◆ Problems to work on ◆
1 – Return the email about the default sort order of gtk-gnutella search results word for word.
2 – Identify each line in the records that contains the word "clawed", with case counting, and copy those lines out.

2005-09-09 Thread Johan Walles
As I don't get any spam in my searches (a filter called music with 
only a size and a name requirement) I don't ever see any spam in my 
search results, so I haven't really seen that problem.  In my case the 
count works well as a quality indicator.  I realize that might not be 
the case for everyone.


As for the usability issue, I have to click the column header for every 
search, every time I add a new search, and every time I re-start 
gtk-gnutella.  So it's not a one-off operation as you seem to suggest.


 Cheers //Johan

-Original Message-
From: Christian Biere [EMAIL PROTECTED]
To: [EMAIL PROTECTED]; [EMAIL PROTECTED]
Sent: Thu, 8 Sep 2005 19:39:36 +0200
Subject: Bug#327194: gtk-gnutella: Default sort order should be highest 
# hits on top


there's no default sorting at all. The results are implicitely
arranged in the order they arrive and grouped by checksum. I
don't think sorting by number of sources by default is really a
good idea because in many cases these results are actually spam.

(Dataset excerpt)
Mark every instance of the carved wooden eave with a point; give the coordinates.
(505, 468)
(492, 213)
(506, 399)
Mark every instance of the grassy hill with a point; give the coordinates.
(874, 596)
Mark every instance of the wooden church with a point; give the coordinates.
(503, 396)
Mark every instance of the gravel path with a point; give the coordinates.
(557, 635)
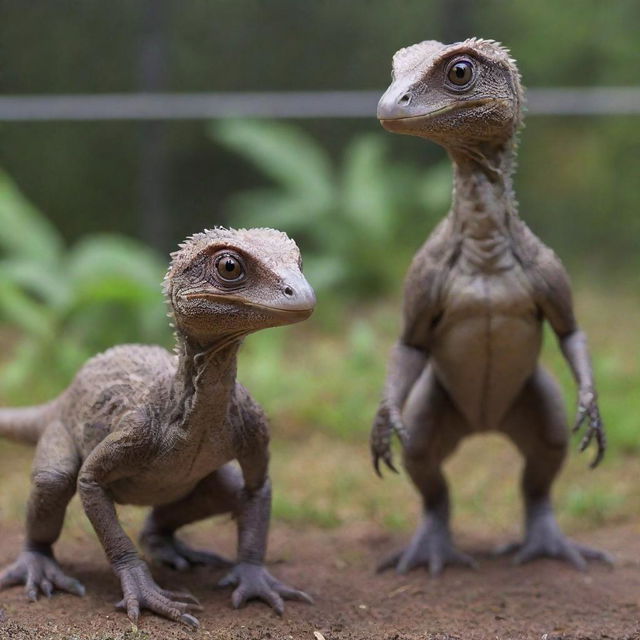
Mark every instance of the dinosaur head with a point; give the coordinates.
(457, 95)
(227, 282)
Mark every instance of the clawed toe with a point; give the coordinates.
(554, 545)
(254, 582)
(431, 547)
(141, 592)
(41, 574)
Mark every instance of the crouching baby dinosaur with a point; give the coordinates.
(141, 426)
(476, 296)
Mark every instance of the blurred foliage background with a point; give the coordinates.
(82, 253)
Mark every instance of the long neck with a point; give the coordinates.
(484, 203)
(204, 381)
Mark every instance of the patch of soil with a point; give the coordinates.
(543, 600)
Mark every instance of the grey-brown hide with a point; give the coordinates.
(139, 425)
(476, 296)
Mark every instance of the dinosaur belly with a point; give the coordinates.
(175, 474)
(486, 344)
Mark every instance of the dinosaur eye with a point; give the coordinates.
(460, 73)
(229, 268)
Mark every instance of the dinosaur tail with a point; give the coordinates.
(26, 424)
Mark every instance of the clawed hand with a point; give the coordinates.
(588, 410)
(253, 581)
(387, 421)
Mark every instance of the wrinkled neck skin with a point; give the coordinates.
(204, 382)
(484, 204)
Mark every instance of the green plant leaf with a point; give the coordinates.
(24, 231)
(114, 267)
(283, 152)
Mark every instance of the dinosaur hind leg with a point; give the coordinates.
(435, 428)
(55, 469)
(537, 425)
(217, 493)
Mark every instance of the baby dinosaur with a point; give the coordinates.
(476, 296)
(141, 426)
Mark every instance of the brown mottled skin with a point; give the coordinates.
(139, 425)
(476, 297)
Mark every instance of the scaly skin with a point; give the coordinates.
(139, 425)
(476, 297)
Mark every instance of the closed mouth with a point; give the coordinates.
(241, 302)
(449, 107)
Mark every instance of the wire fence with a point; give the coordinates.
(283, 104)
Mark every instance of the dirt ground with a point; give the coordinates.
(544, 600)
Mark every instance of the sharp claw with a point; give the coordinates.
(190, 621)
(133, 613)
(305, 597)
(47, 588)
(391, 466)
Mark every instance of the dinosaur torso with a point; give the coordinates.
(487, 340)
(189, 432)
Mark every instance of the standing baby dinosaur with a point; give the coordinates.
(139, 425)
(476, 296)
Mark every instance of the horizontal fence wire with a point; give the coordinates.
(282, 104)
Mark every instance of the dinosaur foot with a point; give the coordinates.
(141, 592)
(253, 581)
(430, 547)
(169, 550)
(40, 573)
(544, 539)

◆ Solutions to the exercise ◆
1 –
2005-09-09 Thread Johan Walles
As I don't get any spam in my searches (a filter called music with 
only a size and a name requirement) I don't ever see any spam in my 
search results, so I haven't really seen that problem.  In my case the 
count works well as a quality indicator.  I realize that might not be 
the case for everyone.


As for the usability issue, I have to click the column header for every 
search, every time I add a new search, and every time I re-start 
gtk-gnutella.  So it's not a one-off operation as you seem to suggest.


 Cheers //Johan

-Original Message-
From: Christian Biere [EMAIL PROTECTED]
To: [EMAIL PROTECTED]; [EMAIL PROTECTED]
Sent: Thu, 8 Sep 2005 19:39:36 +0200
Subject: Bug#327194: gtk-gnutella: Default sort order should be highest 
# hits on top


there's no default sorting at all. The results are implicitely
arranged in the order they arrive and grouped by checksum. I
don't think sorting by number of sources by default is really a
good idea because in many cases these results are actually spam.

2 –
Mark every instance of the clawed toe with a point; give the coordinates.
Mark every instance of the clawed hand with a point; give the coordinates.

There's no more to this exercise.